INSTRUCTIONS FOR THE TASK
Pictures aside, repeat all the entries below exactly as they appear.
*** EXERCISE INPUT Section Begins ***
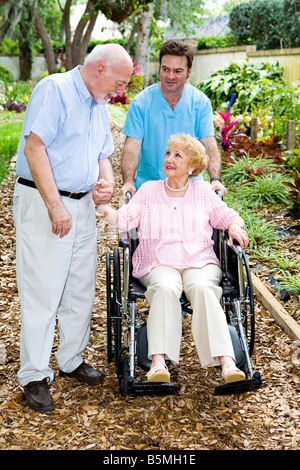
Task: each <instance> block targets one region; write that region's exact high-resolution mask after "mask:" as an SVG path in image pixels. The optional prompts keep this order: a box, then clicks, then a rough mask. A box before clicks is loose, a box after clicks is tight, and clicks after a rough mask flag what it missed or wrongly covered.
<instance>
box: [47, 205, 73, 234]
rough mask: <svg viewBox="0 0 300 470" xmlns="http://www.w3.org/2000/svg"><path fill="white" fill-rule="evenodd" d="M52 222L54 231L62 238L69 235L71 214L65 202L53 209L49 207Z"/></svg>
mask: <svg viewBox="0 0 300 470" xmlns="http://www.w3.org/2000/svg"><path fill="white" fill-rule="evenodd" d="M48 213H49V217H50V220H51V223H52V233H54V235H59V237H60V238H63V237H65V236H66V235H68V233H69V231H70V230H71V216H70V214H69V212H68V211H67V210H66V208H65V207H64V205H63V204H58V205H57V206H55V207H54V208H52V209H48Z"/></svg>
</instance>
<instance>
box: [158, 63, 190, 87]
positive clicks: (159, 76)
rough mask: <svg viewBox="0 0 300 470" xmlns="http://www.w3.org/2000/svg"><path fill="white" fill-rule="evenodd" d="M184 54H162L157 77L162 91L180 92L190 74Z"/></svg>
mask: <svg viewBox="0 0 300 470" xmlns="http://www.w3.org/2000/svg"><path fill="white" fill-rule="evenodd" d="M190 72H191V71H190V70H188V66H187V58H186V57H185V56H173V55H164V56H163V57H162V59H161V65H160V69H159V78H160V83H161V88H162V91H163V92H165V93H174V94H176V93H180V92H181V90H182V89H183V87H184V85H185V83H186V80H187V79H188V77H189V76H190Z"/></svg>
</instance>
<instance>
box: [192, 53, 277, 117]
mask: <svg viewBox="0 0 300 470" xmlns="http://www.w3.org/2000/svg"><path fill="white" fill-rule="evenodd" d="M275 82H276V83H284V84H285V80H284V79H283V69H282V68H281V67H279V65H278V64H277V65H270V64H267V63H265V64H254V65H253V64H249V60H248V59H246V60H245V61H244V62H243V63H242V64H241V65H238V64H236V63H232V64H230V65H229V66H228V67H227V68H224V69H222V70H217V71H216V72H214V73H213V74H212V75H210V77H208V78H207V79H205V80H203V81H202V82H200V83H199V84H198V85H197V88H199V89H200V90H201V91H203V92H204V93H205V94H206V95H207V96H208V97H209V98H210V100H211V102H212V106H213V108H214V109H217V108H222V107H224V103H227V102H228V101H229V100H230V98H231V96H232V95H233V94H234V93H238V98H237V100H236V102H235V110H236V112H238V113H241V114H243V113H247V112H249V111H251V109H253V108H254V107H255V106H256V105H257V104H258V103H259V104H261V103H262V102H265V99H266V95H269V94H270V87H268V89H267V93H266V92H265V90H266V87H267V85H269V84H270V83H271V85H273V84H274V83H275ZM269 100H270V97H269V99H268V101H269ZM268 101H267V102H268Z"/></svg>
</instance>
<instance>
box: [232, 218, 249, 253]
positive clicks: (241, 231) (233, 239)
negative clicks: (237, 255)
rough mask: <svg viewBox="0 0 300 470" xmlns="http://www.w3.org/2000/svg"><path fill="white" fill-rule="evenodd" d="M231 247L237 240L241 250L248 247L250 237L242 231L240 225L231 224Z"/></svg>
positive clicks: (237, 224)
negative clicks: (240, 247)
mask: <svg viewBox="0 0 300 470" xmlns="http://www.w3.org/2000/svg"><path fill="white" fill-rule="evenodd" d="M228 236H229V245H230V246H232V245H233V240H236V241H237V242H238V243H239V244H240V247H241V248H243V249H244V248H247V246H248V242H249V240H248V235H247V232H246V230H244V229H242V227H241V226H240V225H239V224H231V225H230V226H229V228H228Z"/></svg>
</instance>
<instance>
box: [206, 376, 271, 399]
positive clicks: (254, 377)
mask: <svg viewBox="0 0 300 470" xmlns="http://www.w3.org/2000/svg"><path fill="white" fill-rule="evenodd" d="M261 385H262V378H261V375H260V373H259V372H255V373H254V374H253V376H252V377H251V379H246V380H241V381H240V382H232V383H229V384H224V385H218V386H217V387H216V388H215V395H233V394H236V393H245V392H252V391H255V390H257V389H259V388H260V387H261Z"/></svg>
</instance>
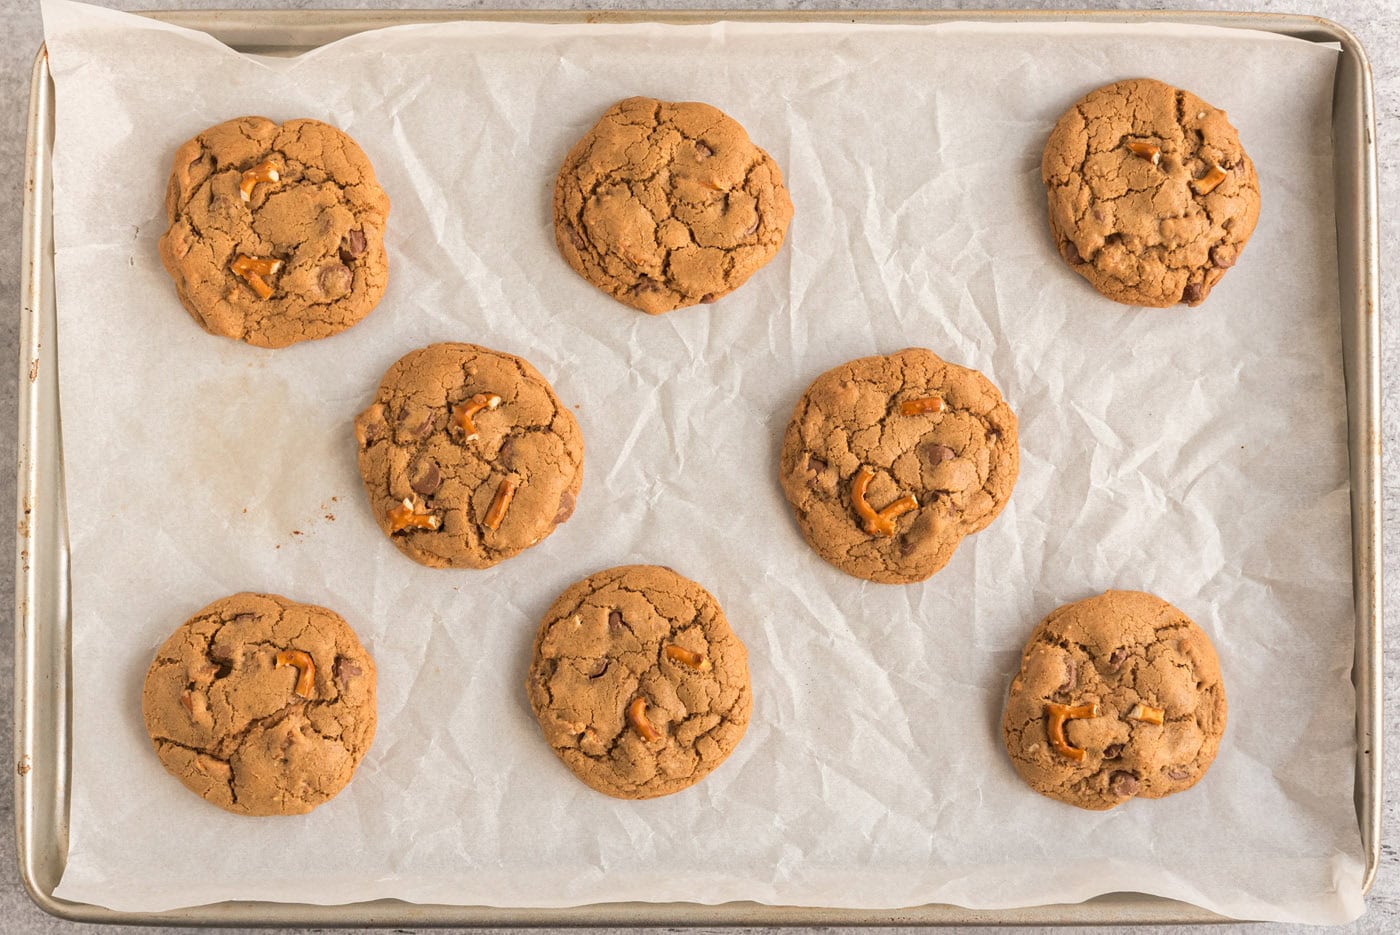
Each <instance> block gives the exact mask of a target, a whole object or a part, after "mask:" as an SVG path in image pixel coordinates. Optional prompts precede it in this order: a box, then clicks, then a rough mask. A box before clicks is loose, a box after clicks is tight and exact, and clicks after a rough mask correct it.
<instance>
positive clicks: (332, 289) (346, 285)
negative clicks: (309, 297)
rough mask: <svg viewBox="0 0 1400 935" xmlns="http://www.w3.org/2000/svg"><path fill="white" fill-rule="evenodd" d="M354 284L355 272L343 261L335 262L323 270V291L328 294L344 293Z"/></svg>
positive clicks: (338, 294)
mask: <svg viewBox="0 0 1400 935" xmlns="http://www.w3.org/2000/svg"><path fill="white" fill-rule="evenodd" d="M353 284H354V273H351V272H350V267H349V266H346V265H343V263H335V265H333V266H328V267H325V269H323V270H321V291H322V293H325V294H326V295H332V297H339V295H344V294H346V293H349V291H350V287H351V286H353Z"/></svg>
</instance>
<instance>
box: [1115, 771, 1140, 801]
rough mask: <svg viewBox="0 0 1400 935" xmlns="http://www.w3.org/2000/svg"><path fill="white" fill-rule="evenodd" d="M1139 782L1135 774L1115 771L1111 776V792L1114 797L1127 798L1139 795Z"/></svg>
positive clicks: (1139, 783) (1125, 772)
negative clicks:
*** EXERCISE INPUT Section Ends ***
FINAL ANSWER
Task: each <instance> block targets one region; write that region's exact high-resolution mask after "mask:" as an SVG path in image pixels. The optional prompts keep this order: a box, then clicks, then a rough mask. A box before clicks is loose, a box after clicks is tight, and clicks after a rough mask flag what it missed or wrongly covered.
<instance>
box: [47, 205, 73, 234]
rough mask: <svg viewBox="0 0 300 470" xmlns="http://www.w3.org/2000/svg"><path fill="white" fill-rule="evenodd" d="M52 222L54 231L62 238L69 235L71 214L65 202L53 209L49 207Z"/></svg>
mask: <svg viewBox="0 0 300 470" xmlns="http://www.w3.org/2000/svg"><path fill="white" fill-rule="evenodd" d="M48 213H49V217H50V220H51V223H52V233H54V235H59V237H60V238H63V237H65V236H66V235H68V233H69V231H70V230H71V216H70V214H69V212H68V211H67V210H66V208H65V207H64V205H63V204H58V205H57V206H55V207H54V208H52V209H48Z"/></svg>
</instance>
<instance>
box: [158, 63, 190, 87]
positive clicks: (159, 76)
rough mask: <svg viewBox="0 0 300 470" xmlns="http://www.w3.org/2000/svg"><path fill="white" fill-rule="evenodd" d="M184 54H162L157 77L162 91L180 92L190 74Z"/></svg>
mask: <svg viewBox="0 0 300 470" xmlns="http://www.w3.org/2000/svg"><path fill="white" fill-rule="evenodd" d="M190 72H191V71H190V70H188V66H187V58H186V57H185V56H173V55H164V56H163V57H162V59H161V65H160V69H159V78H160V83H161V88H162V91H163V92H165V93H174V94H176V93H180V92H181V90H182V89H183V87H184V85H185V83H186V80H187V79H188V77H189V76H190Z"/></svg>
</instance>
<instance>
box: [192, 53, 277, 117]
mask: <svg viewBox="0 0 300 470" xmlns="http://www.w3.org/2000/svg"><path fill="white" fill-rule="evenodd" d="M275 82H276V83H284V84H285V80H284V79H283V69H282V68H281V67H279V65H278V64H277V65H270V64H267V63H265V64H254V65H253V64H249V60H248V59H246V60H245V61H244V62H243V63H242V64H241V65H238V64H236V63H232V64H230V65H229V66H228V67H227V68H224V69H222V70H217V71H216V72H214V73H213V74H212V75H210V77H208V78H207V79H205V80H203V81H202V82H200V83H199V84H198V85H197V88H199V89H200V90H201V91H203V92H204V93H205V94H206V95H207V96H208V97H209V98H210V100H211V102H212V106H213V108H214V109H217V108H222V107H224V103H227V102H228V101H229V100H230V98H231V96H232V95H233V94H234V93H238V98H237V100H236V102H235V110H236V112H238V113H241V114H243V113H247V112H249V111H251V109H253V108H254V107H255V106H256V105H257V104H258V103H259V104H261V103H262V102H265V99H266V95H269V94H270V87H268V89H267V93H266V92H265V90H266V87H267V85H269V84H270V83H271V85H273V84H274V83H275ZM269 100H270V97H269V99H268V101H269ZM268 101H267V102H268Z"/></svg>
</instance>
<instance>
box: [232, 218, 249, 253]
positive clicks: (241, 231) (233, 239)
negative clicks: (237, 255)
rough mask: <svg viewBox="0 0 300 470" xmlns="http://www.w3.org/2000/svg"><path fill="white" fill-rule="evenodd" d="M231 247L237 240L241 250L248 247L250 237L242 231L240 225L231 224Z"/></svg>
positive clicks: (237, 224)
negative clicks: (240, 247)
mask: <svg viewBox="0 0 300 470" xmlns="http://www.w3.org/2000/svg"><path fill="white" fill-rule="evenodd" d="M228 236H229V245H230V246H232V245H233V240H236V241H237V242H238V243H239V244H240V247H241V248H243V249H244V248H247V246H248V242H249V240H248V235H247V232H246V230H244V229H242V227H241V226H240V225H239V224H231V225H230V226H229V228H228Z"/></svg>
</instance>
<instance>
box: [206, 376, 271, 399]
positive clicks: (254, 377)
mask: <svg viewBox="0 0 300 470" xmlns="http://www.w3.org/2000/svg"><path fill="white" fill-rule="evenodd" d="M261 385H262V378H261V375H260V373H259V372H255V373H254V374H253V376H252V377H251V379H246V380H241V381H240V382H232V383H229V384H224V385H218V386H217V387H216V388H215V395H233V394H236V393H245V392H252V391H255V390H257V389H259V388H260V387H261Z"/></svg>
</instance>
Each <instance> block gives the exact mask of a target, a whole object or a part, after "mask:" as an SVG path in image pixel coordinates. Optional prompts precede it in this order: a box, then clicks, then a rough mask. A box before clicks is loose, a box after clicks is tight and exact, and clicks after a rough mask correct it.
<instance>
positive clicks: (332, 289) (346, 285)
negative clicks: (309, 297)
rough mask: <svg viewBox="0 0 1400 935" xmlns="http://www.w3.org/2000/svg"><path fill="white" fill-rule="evenodd" d="M354 284L355 272L343 261L335 262L323 270V291L328 294L344 293Z"/></svg>
positive clicks: (338, 294)
mask: <svg viewBox="0 0 1400 935" xmlns="http://www.w3.org/2000/svg"><path fill="white" fill-rule="evenodd" d="M353 284H354V273H351V272H350V267H349V266H346V265H343V263H335V265H333V266H328V267H325V269H323V270H321V291H322V293H325V294H326V295H332V297H339V295H344V294H346V293H349V291H350V287H351V286H353Z"/></svg>
</instance>
<instance>
box: [1115, 771, 1140, 801]
rough mask: <svg viewBox="0 0 1400 935" xmlns="http://www.w3.org/2000/svg"><path fill="white" fill-rule="evenodd" d="M1139 782L1135 774L1115 771L1111 776V792L1114 797L1127 798L1139 795Z"/></svg>
positive clicks: (1139, 783) (1125, 772)
negative clicks:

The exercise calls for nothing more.